Pointing records
------------------------------------

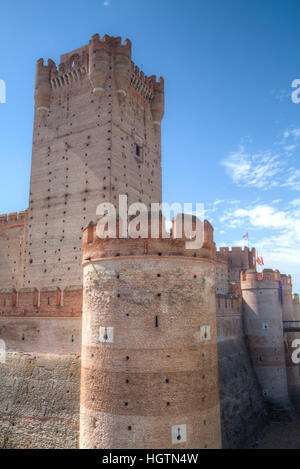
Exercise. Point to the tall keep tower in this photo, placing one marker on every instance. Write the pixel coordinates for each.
(96, 135)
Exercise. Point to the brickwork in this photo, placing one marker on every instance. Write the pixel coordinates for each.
(264, 333)
(96, 135)
(13, 230)
(155, 371)
(39, 376)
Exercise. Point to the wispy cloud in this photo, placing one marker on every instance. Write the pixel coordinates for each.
(267, 169)
(276, 232)
(253, 170)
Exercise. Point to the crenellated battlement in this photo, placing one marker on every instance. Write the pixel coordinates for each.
(250, 279)
(237, 256)
(46, 302)
(228, 305)
(94, 247)
(286, 282)
(14, 219)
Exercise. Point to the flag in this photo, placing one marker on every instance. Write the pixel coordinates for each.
(258, 261)
(280, 292)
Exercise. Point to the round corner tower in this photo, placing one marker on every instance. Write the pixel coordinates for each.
(264, 332)
(288, 313)
(149, 375)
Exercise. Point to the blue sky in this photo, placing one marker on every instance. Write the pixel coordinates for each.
(231, 133)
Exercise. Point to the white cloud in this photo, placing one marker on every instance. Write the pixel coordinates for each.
(293, 179)
(253, 170)
(276, 233)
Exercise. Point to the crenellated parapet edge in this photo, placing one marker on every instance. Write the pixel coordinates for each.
(229, 305)
(44, 302)
(237, 256)
(269, 278)
(98, 60)
(296, 300)
(155, 243)
(14, 219)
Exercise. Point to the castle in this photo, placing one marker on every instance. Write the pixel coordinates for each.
(128, 343)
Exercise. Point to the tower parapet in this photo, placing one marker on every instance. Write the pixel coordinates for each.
(42, 92)
(296, 305)
(288, 314)
(264, 332)
(149, 376)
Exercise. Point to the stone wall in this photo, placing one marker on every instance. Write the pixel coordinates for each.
(39, 375)
(243, 413)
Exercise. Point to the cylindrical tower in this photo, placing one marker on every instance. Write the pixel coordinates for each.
(149, 376)
(292, 369)
(264, 332)
(296, 306)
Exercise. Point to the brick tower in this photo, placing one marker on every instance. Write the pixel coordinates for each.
(149, 371)
(96, 135)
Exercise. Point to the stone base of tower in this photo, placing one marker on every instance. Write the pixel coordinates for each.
(106, 431)
(149, 373)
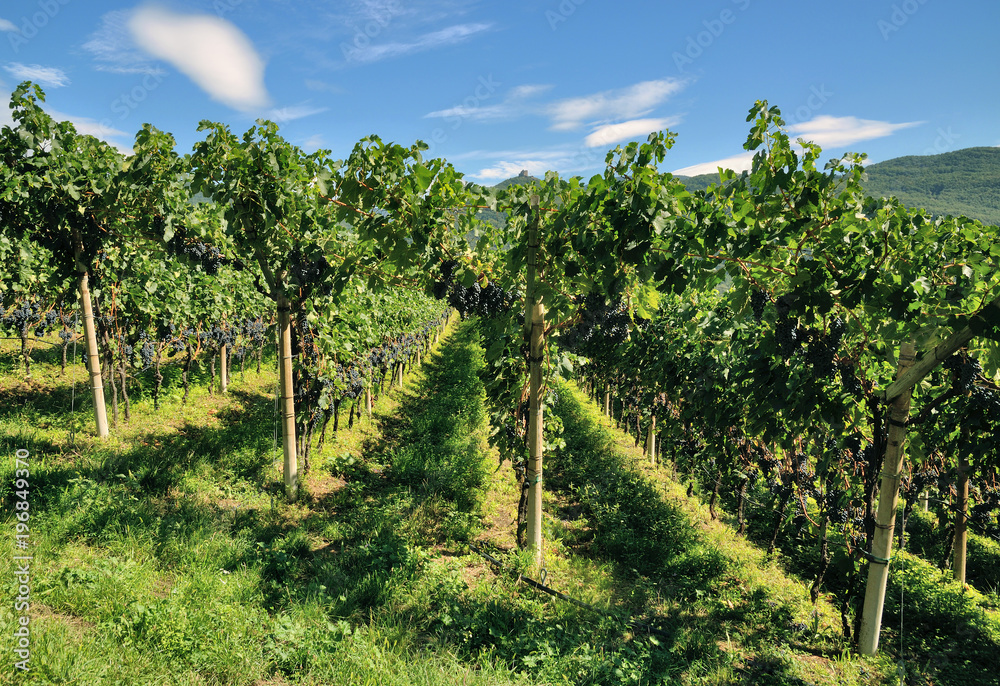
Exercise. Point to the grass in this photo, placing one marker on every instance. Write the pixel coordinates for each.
(167, 554)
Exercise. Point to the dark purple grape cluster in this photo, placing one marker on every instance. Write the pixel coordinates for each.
(24, 317)
(849, 380)
(208, 256)
(304, 271)
(758, 300)
(486, 302)
(601, 326)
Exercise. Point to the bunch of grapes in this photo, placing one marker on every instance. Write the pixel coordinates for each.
(483, 302)
(24, 317)
(786, 334)
(758, 300)
(443, 286)
(304, 271)
(849, 380)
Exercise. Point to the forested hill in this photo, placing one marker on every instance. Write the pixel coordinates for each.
(956, 183)
(961, 182)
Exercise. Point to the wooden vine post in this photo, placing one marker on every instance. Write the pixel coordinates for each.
(961, 511)
(224, 369)
(651, 439)
(287, 395)
(90, 337)
(892, 466)
(534, 329)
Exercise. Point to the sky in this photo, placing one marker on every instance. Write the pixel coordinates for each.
(496, 87)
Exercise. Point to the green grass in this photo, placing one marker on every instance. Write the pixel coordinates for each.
(168, 554)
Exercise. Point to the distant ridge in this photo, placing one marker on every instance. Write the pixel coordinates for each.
(963, 182)
(521, 179)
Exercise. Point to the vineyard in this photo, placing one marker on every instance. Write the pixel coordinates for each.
(294, 419)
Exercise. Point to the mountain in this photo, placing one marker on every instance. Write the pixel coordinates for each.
(963, 182)
(521, 179)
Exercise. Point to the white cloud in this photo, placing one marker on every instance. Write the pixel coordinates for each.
(293, 112)
(436, 39)
(91, 127)
(46, 76)
(610, 134)
(115, 50)
(837, 132)
(621, 104)
(737, 163)
(323, 87)
(211, 51)
(505, 170)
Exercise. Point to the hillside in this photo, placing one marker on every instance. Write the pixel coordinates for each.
(961, 182)
(964, 182)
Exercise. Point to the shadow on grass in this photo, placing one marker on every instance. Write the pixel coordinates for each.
(656, 553)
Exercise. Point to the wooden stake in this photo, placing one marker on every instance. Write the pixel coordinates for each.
(892, 465)
(291, 469)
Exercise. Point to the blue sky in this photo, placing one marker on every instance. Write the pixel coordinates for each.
(496, 87)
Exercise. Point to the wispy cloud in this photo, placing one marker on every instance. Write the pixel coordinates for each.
(826, 131)
(738, 163)
(314, 142)
(92, 127)
(46, 76)
(211, 51)
(837, 132)
(451, 35)
(114, 48)
(505, 170)
(567, 159)
(323, 87)
(293, 112)
(628, 130)
(514, 104)
(623, 104)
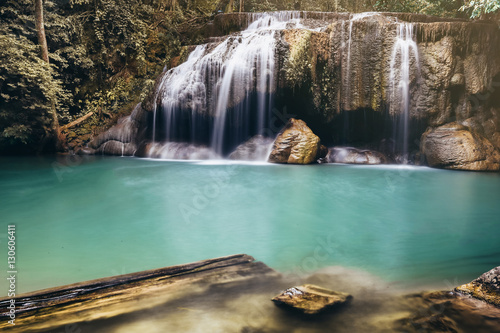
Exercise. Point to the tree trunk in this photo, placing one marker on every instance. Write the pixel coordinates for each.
(40, 29)
(42, 40)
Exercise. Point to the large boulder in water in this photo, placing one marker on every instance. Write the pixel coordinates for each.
(350, 155)
(454, 146)
(255, 149)
(486, 287)
(296, 144)
(311, 299)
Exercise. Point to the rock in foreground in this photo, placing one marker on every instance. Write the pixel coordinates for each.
(311, 299)
(355, 156)
(486, 287)
(454, 146)
(296, 144)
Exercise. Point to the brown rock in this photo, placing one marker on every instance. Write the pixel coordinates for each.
(486, 287)
(296, 144)
(457, 147)
(311, 299)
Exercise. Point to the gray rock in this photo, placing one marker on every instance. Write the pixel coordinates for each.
(349, 155)
(457, 147)
(311, 299)
(486, 287)
(296, 144)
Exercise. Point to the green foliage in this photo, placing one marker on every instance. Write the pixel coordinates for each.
(28, 92)
(103, 54)
(478, 8)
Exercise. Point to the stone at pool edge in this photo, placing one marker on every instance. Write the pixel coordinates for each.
(310, 299)
(486, 287)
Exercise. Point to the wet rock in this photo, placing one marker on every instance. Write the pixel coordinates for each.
(445, 311)
(121, 139)
(355, 156)
(255, 149)
(457, 147)
(296, 144)
(486, 287)
(311, 299)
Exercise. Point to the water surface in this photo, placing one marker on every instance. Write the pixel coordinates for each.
(80, 219)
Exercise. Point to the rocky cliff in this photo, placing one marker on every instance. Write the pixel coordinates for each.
(371, 80)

------------------------------------

:: SET PROBLEM ::
For this exercise, please retype exactly the lines in the listing from the line with "Exercise. Point to the stone at" through its last line, both ends included.

:: THE RESULT ::
Exercise. Point to the stone at pool edge in this photo, placing one marker on every instance. Write the pixel coordinates for each.
(310, 299)
(486, 287)
Exercise. Point to the wet rock in this photo, placing one marker on every instance. Write the pixel coordinates for each.
(445, 311)
(121, 139)
(355, 156)
(255, 149)
(457, 147)
(296, 144)
(486, 287)
(311, 299)
Exercise. Point to the water surface in this photo, placing one marker on every instance. Write the pixel coordinates for each.
(80, 219)
Exercise. Point to the rocky cliff in this photo, placing one marker on every instance. Write the pixel coordinates for each.
(371, 80)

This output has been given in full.